[Stored data entries]
- Opening Delimiter -
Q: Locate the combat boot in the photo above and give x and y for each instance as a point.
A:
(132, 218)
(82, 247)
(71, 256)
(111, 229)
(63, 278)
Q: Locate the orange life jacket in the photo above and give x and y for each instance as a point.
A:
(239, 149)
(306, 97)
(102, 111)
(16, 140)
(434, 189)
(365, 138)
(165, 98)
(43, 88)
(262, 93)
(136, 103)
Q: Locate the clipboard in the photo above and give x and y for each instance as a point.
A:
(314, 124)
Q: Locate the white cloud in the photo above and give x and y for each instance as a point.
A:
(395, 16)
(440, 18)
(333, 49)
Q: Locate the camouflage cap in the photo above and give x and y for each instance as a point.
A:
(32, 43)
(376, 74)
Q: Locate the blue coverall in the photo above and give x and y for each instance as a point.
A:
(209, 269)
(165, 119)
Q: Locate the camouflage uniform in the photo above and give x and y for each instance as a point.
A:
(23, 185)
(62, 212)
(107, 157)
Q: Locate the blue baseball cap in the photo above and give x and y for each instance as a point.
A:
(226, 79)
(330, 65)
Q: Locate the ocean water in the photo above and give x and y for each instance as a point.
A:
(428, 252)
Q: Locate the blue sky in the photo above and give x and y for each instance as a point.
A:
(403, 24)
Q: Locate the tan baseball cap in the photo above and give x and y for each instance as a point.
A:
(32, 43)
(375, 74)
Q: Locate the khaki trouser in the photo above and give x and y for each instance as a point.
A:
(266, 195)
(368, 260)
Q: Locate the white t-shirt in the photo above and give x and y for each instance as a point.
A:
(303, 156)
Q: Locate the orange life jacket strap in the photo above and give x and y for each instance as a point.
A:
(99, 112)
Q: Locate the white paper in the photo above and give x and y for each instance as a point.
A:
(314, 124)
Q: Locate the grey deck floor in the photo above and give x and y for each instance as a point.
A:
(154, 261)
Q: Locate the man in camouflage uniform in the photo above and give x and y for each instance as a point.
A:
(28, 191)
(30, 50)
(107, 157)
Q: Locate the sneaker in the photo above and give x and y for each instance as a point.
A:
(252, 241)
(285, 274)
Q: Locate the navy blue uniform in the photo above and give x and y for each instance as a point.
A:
- Closing Delimiter -
* DIRECTIONS FOR THIS TASK:
Transcribe every entry exactly.

* ANSWER SPACE:
Q: Locate the combat boot in the photo above and give x and y for each instance as a point.
A:
(132, 218)
(82, 247)
(71, 256)
(111, 229)
(63, 278)
Q: Locate the orange life jacket in the photo above and give x and y for each instance as a point.
A:
(239, 149)
(306, 97)
(102, 111)
(16, 140)
(434, 189)
(365, 138)
(165, 98)
(43, 88)
(262, 93)
(136, 103)
Q: Locate the clipboard in the photo above and give x and y for each instance as a point.
A:
(314, 124)
Q: Locate the white cloud in the photo above and give x and y for each instance as a point.
A:
(395, 16)
(440, 18)
(333, 49)
Q: Locate the camouflage cap in the photo above and give x and y for each instance as a point.
A:
(32, 43)
(376, 74)
Q: Locate the blue coverall in the photo above and give x and y for each instance as a point.
A:
(209, 269)
(165, 119)
Q: Locate the camouflage uniform in the photo above and give x and y for each instance as a point.
A:
(23, 185)
(62, 212)
(107, 157)
Q: Locate the blue baseball cap in the photo above and give x and y for each instance as a point.
A:
(226, 79)
(330, 65)
Q: Locate the ocean water in the photo above and give x and y for each instance as a point.
A:
(428, 252)
Q: Locate the blue sky in the photo above and give x and y for each instance as a point.
A:
(403, 24)
Q: Locate the tan baseball cap in the photo above and give x and y for each instance as a point.
A:
(32, 43)
(375, 74)
Q: Locate the khaki trouser in the photo above and give x and y for each instance as a point.
A:
(266, 195)
(368, 260)
Q: Locate the white t-shirt in the photo above and give x and y for each instance as a point.
A:
(303, 156)
Q: Locate the orange life jacket strap in the photo above and give x and y for each instance as a point.
A:
(99, 112)
Q: Locate the white paper in the photo above and give x and y for each instance as a point.
A:
(314, 124)
Q: Locate the grey deck floor in the photo above and give x and y for each instance as a point.
A:
(154, 261)
Q: Locate the man in camouflage uniform in the photo above and give x and y for each instance as a point.
A:
(28, 191)
(30, 50)
(107, 157)
Q: Locate the sneaker in the photo above and give x and y for each instance as a point.
A:
(252, 241)
(285, 274)
Q: Locate the navy blue uniform in the photo above and give x and y for each instance as a point.
A:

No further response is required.